## PROBLEM
From the data below, retype exactly the lines starting with the one that contains "mane in the picture above?" and ending with the one that contains "background in the picture above?", both included.

(Dataset items)

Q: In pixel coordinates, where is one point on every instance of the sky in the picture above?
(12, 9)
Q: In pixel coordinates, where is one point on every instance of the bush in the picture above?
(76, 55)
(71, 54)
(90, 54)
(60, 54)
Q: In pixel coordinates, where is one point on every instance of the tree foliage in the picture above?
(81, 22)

==

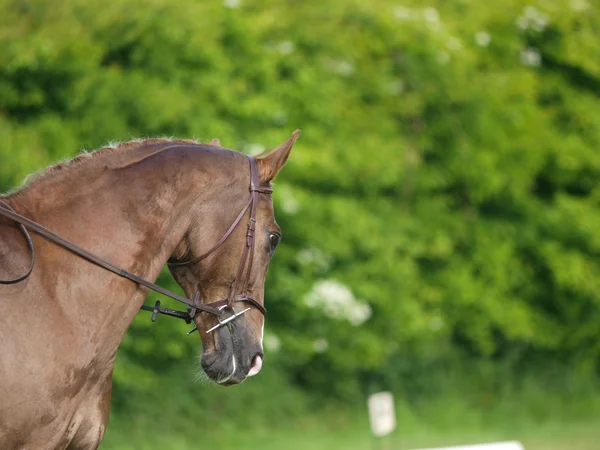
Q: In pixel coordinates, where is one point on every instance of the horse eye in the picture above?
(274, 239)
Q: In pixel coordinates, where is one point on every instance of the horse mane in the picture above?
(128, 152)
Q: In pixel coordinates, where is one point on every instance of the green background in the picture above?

--

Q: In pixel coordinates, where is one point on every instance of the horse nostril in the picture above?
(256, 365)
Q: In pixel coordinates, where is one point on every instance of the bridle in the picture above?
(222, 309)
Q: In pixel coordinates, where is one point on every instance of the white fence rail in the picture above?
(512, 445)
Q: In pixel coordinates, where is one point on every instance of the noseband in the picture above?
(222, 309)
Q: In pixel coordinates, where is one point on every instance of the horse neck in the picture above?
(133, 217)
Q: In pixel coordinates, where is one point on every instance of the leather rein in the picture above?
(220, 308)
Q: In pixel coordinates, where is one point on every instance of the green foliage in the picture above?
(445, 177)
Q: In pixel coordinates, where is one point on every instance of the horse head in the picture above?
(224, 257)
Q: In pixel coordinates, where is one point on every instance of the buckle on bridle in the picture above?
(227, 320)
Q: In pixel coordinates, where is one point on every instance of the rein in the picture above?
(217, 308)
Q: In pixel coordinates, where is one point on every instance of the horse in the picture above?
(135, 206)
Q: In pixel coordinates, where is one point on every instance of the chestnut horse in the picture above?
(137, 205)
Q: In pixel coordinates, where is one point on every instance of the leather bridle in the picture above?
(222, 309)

## EXERCISE SOLUTION
Q: In pixel coordinates, where is one point on every instance of the horse mane in the picture above?
(128, 152)
Q: In pixel coordinates, where is one point on every instance of the green background in the picture above?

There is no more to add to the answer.